***** PAGE EXTRACT *****

Ok great thank you, I will have a read and then be in touch, what an absolutely amazing thing you are doing! Xxxx


----------



## EJJB

Hi Sarah,
There is no straight answer to this as it can be as little as a week to up to 3 years before people meet their surrogate. How SUK works is that it has a very busy message board on which IP's and surrogates can chat and get to know each other as well as holding regular, monthly socials in venues around the country.
At SUK the emphasis is on friendship first so you do need to make the effort to get to know people and in that way hopefully meet a surrogate that you click with.  Our daughter was born nearly 8 years ago and we did straight surrogacy.  Because of our geographical location it took us 2.5 years to meet our surrogate. Nowadays most people are doing Host surrogacy where distance isn't such an issue, so it's rare for anyone to wait that long. However there are very few straight surrogates about so if you can only do straight you will probably have a longer wait.
Remember too that just like in any other pregnancy things don't always go smoothly. Surrogates may not get pregnant, miscarriages are just as common. 


Just to add all active(un matched surrogates) have access to all of the waiting Ip's profiles so they can look for a match. Profiles are designed to tell the surrogate all about you, your history, your hobbies, likes, dislikes etc. 
Some surrogates will use them to find a couple others will prefer to meet people and see who they click with.

***** PROVIDED RECORDS *****

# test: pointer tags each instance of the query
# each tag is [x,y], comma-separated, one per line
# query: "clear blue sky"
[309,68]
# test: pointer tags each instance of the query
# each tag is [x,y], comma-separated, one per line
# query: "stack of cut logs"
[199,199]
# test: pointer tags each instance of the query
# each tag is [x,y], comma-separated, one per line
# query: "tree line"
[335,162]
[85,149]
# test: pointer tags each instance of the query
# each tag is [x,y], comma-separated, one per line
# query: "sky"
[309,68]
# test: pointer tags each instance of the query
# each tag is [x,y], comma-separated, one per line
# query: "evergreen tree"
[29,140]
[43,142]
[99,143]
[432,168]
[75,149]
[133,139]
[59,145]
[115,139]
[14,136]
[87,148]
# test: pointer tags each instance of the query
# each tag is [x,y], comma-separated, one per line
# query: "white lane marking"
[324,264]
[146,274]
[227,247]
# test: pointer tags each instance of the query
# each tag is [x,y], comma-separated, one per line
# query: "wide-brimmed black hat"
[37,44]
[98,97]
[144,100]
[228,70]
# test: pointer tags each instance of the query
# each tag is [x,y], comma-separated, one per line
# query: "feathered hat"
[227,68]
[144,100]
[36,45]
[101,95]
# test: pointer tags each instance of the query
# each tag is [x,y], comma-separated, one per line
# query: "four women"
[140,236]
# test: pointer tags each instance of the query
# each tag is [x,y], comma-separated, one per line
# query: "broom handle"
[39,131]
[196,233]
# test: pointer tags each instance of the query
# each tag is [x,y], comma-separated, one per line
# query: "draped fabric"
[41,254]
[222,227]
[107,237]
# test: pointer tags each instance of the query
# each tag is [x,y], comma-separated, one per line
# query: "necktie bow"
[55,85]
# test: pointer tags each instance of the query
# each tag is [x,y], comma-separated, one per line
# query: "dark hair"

*****
***** PROVIDED RECORDS *****

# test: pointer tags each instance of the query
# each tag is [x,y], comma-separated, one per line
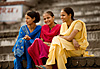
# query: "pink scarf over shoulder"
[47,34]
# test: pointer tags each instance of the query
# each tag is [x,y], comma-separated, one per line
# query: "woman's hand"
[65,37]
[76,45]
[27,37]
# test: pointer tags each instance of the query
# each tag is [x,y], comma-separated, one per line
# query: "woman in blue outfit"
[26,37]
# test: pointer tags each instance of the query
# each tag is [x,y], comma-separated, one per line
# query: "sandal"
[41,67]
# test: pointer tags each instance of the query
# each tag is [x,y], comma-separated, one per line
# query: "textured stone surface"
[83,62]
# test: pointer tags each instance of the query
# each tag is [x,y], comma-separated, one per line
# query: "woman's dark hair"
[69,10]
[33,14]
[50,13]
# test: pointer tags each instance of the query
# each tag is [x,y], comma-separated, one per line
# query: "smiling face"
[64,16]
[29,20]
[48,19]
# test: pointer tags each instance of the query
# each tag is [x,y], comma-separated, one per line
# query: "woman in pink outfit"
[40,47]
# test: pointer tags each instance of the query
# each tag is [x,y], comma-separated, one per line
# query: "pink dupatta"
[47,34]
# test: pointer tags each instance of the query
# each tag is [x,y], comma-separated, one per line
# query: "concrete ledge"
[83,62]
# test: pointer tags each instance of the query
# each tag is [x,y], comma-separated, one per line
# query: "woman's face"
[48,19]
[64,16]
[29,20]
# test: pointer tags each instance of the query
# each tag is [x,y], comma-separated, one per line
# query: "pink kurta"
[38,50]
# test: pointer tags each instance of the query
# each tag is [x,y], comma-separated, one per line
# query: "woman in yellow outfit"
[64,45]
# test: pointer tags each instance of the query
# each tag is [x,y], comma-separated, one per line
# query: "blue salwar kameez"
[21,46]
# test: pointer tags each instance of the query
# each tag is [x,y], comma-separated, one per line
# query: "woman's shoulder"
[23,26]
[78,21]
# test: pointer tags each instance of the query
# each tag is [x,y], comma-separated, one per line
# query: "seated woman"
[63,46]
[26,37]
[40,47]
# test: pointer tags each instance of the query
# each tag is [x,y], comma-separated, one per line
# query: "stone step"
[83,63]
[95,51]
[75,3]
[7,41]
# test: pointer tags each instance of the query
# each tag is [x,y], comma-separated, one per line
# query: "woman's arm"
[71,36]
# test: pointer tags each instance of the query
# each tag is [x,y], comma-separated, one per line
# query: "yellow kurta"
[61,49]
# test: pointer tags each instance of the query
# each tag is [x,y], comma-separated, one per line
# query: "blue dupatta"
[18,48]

*****
***** PROVIDED RECORDS *****

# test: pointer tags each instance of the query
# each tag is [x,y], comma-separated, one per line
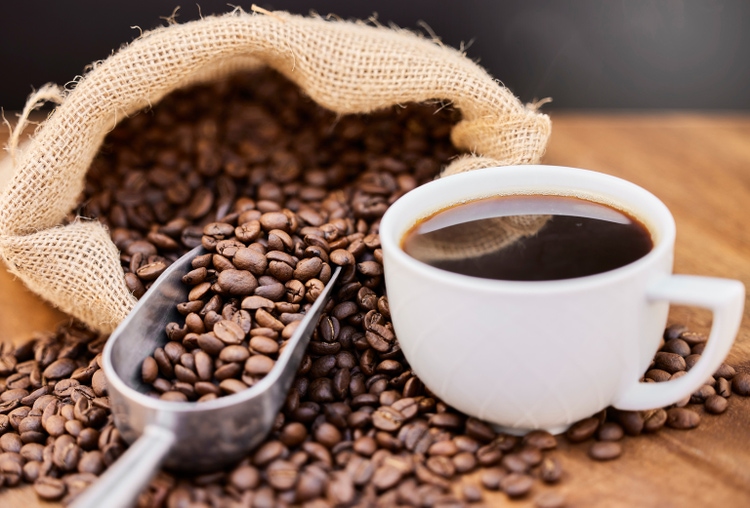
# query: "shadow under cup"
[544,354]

*****

According to the surrogacy forum thread, how long did it take EJJB to meet their surrogate? The records are separate material, unrelated to the surrogacy forum thread.

→ **COMPLETED EXERCISE**:
2.5 years